### Work instructions
Pick up the comment thread below about the cancer-risk decision on cell phones and continue it from its final sentence.

### Passage for review
--- START ---

All you need to know, from page 2 of the PDF:
In other words, they made a political rather than a scientific decision.
One study showed a 40% increased risk. One whole study!
The Working Group did not quantitate the risk
Or, apparently, write in English. "Quantitate"? Seriously?
Cell phone transmissions are also responsible for globalwarming/climatechange.
Disclaimer: For a living, I do research related to chemical risks.
An anecdote that may be relevant. A couple years ago, I was in a meeting with a very famous biologist with whom I've done some work and a team of toxicologists and epidemiologists from a major chemical company. Famous Biologist was reviewing his work from in vitro studies we had done which suggested that some of their chemicals had biological problems. The tox and epi guys kept poking him with, "But have you made a definitive link to public health? Do you have all the data you need in order to say that this is a real problem rather than an imagined one?"

--- END ---

### Dataset
--- START ---

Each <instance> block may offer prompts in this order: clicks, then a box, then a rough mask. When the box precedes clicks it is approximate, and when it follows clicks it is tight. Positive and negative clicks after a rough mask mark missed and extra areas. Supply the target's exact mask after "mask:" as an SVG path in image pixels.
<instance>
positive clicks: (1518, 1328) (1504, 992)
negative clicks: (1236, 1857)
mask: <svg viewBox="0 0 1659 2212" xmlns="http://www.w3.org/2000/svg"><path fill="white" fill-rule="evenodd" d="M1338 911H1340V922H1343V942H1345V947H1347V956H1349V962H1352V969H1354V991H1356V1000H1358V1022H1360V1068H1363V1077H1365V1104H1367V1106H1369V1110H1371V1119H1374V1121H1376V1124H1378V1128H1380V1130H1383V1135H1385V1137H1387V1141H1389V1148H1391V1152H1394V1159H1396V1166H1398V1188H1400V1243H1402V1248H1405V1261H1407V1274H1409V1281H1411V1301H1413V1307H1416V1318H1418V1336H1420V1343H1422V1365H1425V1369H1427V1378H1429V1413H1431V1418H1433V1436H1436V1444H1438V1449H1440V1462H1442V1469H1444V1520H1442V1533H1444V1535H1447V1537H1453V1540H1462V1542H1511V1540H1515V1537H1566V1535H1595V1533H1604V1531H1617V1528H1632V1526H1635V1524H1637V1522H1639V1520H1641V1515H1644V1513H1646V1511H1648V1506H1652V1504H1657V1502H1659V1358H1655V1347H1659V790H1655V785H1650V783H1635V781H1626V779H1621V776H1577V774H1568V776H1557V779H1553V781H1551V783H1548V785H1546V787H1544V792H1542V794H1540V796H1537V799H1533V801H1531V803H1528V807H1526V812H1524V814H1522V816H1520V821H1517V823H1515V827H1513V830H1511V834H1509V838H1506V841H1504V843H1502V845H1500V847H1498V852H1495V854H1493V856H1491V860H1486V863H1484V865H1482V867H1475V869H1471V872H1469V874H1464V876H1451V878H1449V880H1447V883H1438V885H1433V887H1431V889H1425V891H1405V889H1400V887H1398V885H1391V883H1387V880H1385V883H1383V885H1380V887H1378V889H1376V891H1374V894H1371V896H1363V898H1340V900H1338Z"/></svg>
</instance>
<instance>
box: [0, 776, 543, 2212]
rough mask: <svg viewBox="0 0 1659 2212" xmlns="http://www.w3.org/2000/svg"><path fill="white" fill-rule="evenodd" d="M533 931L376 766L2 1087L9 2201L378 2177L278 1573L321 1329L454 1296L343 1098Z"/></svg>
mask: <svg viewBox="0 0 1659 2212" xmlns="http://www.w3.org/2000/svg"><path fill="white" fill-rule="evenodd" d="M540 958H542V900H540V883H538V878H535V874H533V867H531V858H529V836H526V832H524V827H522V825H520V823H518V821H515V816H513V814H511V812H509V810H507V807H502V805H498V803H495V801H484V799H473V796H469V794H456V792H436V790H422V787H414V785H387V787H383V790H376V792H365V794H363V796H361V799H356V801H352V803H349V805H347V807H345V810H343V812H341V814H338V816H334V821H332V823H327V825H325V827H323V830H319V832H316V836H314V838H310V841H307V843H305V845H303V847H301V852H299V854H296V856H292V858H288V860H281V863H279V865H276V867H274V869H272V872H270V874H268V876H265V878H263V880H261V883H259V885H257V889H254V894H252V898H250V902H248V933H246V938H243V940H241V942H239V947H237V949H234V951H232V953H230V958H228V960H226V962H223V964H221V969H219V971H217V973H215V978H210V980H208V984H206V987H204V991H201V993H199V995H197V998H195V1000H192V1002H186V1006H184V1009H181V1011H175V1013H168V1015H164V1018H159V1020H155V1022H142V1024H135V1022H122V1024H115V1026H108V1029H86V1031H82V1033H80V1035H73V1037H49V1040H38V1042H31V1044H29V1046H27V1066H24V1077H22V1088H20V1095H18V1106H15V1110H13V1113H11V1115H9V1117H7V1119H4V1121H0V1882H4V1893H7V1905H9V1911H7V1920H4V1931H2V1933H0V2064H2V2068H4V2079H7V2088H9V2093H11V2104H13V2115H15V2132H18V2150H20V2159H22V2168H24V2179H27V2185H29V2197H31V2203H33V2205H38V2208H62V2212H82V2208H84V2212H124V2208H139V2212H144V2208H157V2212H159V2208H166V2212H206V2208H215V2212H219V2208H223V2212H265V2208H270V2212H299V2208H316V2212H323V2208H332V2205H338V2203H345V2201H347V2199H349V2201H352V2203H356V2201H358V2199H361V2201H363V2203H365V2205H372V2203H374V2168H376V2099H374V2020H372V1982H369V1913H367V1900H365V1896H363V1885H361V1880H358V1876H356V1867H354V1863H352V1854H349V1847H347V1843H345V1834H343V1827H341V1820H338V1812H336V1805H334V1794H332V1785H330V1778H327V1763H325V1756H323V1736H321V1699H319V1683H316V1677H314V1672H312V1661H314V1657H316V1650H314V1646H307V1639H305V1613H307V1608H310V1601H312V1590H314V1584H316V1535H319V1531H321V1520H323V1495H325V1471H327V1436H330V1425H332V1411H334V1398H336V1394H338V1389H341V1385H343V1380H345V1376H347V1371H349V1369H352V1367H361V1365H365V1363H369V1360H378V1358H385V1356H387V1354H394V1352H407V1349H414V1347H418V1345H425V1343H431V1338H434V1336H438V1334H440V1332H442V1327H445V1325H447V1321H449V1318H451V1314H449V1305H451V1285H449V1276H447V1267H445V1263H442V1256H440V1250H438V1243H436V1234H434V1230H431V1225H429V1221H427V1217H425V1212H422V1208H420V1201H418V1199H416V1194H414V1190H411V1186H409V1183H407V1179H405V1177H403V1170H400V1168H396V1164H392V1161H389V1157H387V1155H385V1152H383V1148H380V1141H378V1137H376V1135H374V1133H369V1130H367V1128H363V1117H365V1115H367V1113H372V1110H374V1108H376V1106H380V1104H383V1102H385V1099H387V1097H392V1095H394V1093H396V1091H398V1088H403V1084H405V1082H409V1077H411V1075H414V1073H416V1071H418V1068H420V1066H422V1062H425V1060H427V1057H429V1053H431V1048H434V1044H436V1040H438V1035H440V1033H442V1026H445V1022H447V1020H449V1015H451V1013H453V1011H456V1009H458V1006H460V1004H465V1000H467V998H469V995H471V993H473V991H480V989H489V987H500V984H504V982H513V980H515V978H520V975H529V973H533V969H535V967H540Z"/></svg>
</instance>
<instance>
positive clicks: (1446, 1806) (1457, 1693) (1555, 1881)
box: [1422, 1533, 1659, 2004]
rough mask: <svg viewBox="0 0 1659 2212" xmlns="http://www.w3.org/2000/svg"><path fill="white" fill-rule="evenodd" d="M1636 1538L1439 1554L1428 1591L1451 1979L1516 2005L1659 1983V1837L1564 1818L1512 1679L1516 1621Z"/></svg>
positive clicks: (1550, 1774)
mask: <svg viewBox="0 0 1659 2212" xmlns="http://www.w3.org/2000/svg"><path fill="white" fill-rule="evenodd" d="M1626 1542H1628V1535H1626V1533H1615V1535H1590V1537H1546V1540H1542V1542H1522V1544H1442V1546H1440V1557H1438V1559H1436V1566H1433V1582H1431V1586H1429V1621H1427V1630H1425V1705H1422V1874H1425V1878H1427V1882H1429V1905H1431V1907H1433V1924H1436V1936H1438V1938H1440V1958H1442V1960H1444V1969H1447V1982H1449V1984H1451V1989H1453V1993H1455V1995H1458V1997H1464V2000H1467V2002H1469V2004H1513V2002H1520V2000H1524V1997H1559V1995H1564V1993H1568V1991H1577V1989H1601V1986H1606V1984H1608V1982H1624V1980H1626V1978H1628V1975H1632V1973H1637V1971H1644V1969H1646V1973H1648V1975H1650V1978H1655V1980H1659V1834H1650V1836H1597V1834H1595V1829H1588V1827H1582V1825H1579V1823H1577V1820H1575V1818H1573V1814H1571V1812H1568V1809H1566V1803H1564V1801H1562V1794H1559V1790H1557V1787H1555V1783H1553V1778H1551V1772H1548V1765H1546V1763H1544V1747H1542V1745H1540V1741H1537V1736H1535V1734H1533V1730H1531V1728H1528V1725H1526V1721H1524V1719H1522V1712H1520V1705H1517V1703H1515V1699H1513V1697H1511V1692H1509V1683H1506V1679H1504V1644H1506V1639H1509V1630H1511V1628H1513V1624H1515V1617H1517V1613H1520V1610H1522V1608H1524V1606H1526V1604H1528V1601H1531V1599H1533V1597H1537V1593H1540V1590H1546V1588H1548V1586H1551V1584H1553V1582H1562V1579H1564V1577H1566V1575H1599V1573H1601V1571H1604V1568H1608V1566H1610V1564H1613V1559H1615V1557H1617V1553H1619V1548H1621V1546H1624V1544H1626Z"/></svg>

--- END ---

### Response below
Famous Bio replied, "See, here's the problem. We can't take 30,000 people and isolate them on one island, take another 30,000 and isolate them on another island, then dose the people on the first island with these chemicals for generations, then compare the health outcomes. It's not ethical. This isn't the Third Reich!"
Unfortunately, the toxicology and epidemiology folks were all Germans. Cringe-worthy silence.
(fill in Basil Fawlty reference here)
beautiful story.
Whaddaya mean, "unfortunately"? That's what makes it comedy gold!
When you're trying to sell something to Germans, whatever you do, don't mention the war!
conflicting findings about beta-carotene, vitamin E, hormone treatments, Vioxx...
...garlic, coffee, Himalayan magic pink salt...
"With epidemiology you can tell a little thing from a big thing. What's very hard to do is to tell a little thing from nothing at all."
That right there is the money quote. And it gets harder and harder and harder as we control fewer and fewer and fewer variables. Like in this case.
Fuck it. In the long run, we're all dead.
Also, good stuff, as always, Ronald. Kevin Cameron makes engineering interesting and understandable - you do largely the same thing with science that might otherwise be awfully dry.
XKCD on significance...
http://xkcd.com/882/
I read about the study first when a friend in Boston sent me The Globe's take.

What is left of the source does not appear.